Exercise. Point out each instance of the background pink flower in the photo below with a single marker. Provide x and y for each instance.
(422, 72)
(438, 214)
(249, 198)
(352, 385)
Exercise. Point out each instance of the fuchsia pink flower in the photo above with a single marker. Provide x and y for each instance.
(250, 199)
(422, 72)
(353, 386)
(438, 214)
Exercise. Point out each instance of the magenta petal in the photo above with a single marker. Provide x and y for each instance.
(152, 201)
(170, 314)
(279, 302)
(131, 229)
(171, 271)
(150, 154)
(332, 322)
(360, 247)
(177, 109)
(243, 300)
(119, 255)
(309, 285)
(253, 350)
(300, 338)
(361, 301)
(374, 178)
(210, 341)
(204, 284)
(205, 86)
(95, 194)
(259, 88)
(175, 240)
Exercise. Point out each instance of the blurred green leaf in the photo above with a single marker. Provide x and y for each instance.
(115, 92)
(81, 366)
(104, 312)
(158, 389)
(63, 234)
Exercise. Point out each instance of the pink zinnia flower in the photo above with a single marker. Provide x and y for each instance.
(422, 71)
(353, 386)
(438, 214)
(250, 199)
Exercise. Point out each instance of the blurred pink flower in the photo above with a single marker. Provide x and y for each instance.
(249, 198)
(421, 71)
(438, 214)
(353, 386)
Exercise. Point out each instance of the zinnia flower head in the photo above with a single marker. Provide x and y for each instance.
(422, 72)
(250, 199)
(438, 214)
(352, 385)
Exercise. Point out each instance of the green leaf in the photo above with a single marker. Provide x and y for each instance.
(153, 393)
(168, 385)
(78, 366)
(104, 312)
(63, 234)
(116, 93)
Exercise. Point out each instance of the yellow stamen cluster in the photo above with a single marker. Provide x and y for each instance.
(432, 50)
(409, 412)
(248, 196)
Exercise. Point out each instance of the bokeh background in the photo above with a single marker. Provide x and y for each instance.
----
SET TASK: Switch "marker" to "dot" throughout the items above and give them again with nothing else altered.

FINISHED TASK:
Exercise. Point out each instance of the background pink flower in the photo below with a single dot. Provide x and y for each instance.
(422, 72)
(438, 214)
(249, 198)
(352, 385)
Exercise. Point out each instance of the fuchsia pink flower in the photo above with a single dot. Provide x and y for each instance.
(250, 199)
(422, 72)
(353, 386)
(438, 214)
Exercise. Point out each instance of the magenta petal in the photo above with a single dot. Provide x and y for each instance.
(152, 201)
(170, 314)
(279, 302)
(131, 229)
(171, 271)
(150, 154)
(332, 322)
(360, 247)
(177, 109)
(243, 300)
(119, 255)
(309, 285)
(253, 350)
(300, 338)
(361, 301)
(374, 178)
(210, 341)
(204, 284)
(205, 86)
(95, 194)
(259, 88)
(175, 240)
Exercise. Point out each instance of the blurred green leaf in the photo above with a single dot. Provide x and y for each instance.
(115, 92)
(81, 366)
(104, 312)
(158, 389)
(63, 234)
Exercise. Point out each instance of the pink zinnia flower in the photo above with a single dot. Provide x and y for each instance.
(422, 71)
(353, 386)
(438, 214)
(250, 199)
Exercise. Point out each instance of the blurred pink flower in the photo above with a single dot. Provide x and y for each instance.
(249, 198)
(421, 71)
(438, 214)
(353, 386)
Exercise. Point out each instance of the zinnia flower head in the photo above with a single dot. Provide x and y for each instance.
(422, 72)
(250, 199)
(438, 214)
(352, 385)
Exercise. Point out each instance of the green leaf in the photo above with a single dot. Provide x and y for each instance.
(153, 393)
(168, 385)
(78, 366)
(104, 312)
(63, 234)
(116, 93)
Exercise. Point out each instance of the yellow stamen cluster in the photo above with a single dot. Provide x and y for each instance.
(432, 50)
(409, 412)
(248, 196)
Exercise. Point out each instance of the bokeh background in the photo above with a single dot. Provide x and y for each instance.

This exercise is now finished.